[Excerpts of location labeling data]
[start]
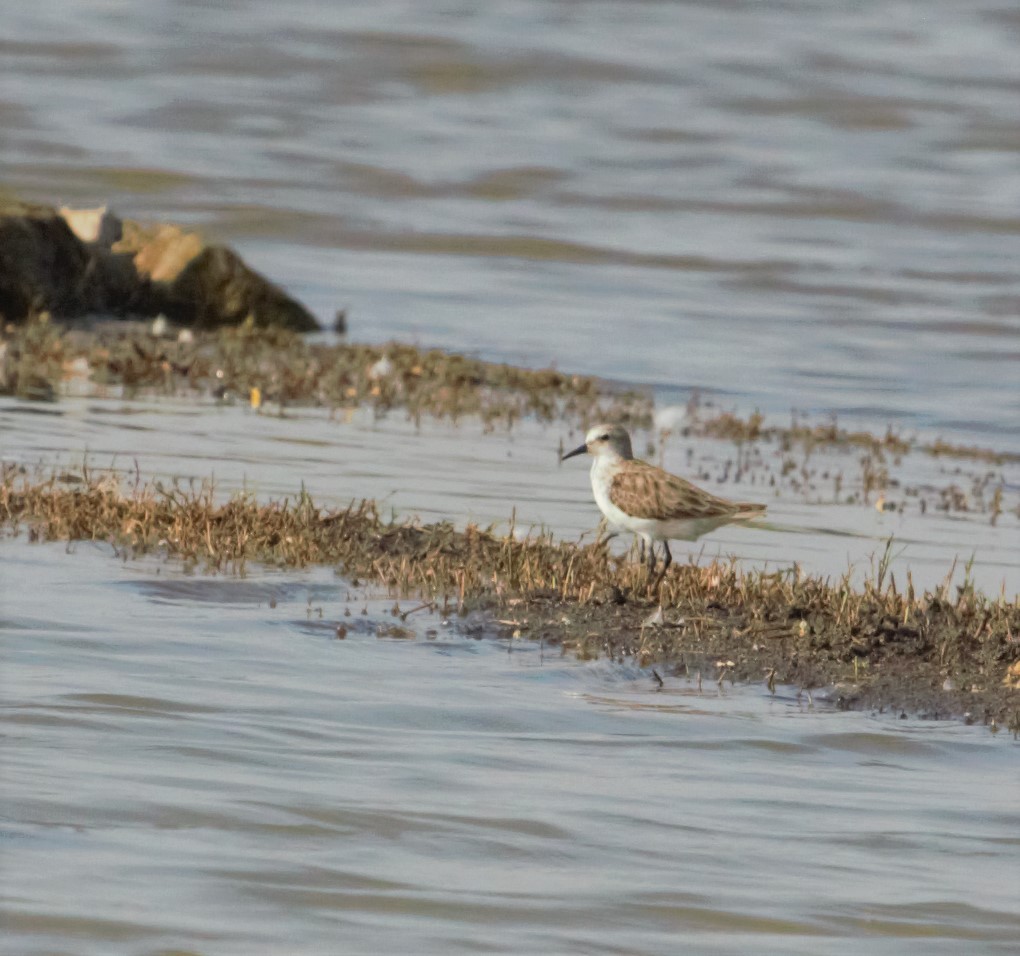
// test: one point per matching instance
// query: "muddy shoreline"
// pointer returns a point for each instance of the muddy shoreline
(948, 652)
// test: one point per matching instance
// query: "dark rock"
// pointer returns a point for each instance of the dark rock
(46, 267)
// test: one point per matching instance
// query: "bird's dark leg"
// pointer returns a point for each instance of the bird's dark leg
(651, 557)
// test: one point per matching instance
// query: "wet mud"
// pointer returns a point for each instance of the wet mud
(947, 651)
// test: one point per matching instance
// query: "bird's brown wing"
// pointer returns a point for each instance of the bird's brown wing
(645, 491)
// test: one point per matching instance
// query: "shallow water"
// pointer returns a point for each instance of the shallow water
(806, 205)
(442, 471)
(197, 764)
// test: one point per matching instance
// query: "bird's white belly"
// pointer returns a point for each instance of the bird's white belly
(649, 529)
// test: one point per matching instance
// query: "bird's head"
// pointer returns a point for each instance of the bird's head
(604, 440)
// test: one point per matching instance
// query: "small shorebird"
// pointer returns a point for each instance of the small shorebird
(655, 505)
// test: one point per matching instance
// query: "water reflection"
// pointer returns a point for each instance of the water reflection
[end]
TASK PROMPT:
Write the lines above out again exactly, without any of their pictures.

ANSWER TO THE EXERCISE:
// test: one point per matching instance
// query: "muddy shoreline"
// pointer returns a point for each instance of the muddy shoreline
(948, 652)
// test: one point per matching instance
// query: "dark rock"
// pointer returns a point for each instance of the dark rock
(46, 267)
// test: one point per matching instance
// query: "bird's dark leg"
// pointer returns a point for each instance of the bird's dark leg
(651, 557)
// test: one point per matching instance
// query: "wet mud"
// pointer returns a point for each instance of the wet mud
(947, 651)
// test: one point per matching instance
// query: "bird's brown wing"
// pointer returns a point for each instance of the bird's brown wing
(645, 491)
// test: one point per matching instance
// query: "shallow water"
// pointer returns a point for each instance of the shallow water
(806, 205)
(442, 471)
(197, 764)
// test: one point per matching instance
// query: "bird's white belly"
// pointer returns a point for each instance of the bird's white belly
(649, 529)
// test: one point per matching instance
// query: "bird's head"
// pointer returns a point for each instance of the bird's head
(604, 440)
// test: one point per matching instance
// query: "small shorebird"
// pointer returns a point for each instance of the small shorebird
(655, 505)
// test: one point per matching instance
// query: "water reflection"
// pointer returns a point for each instance of the water reflection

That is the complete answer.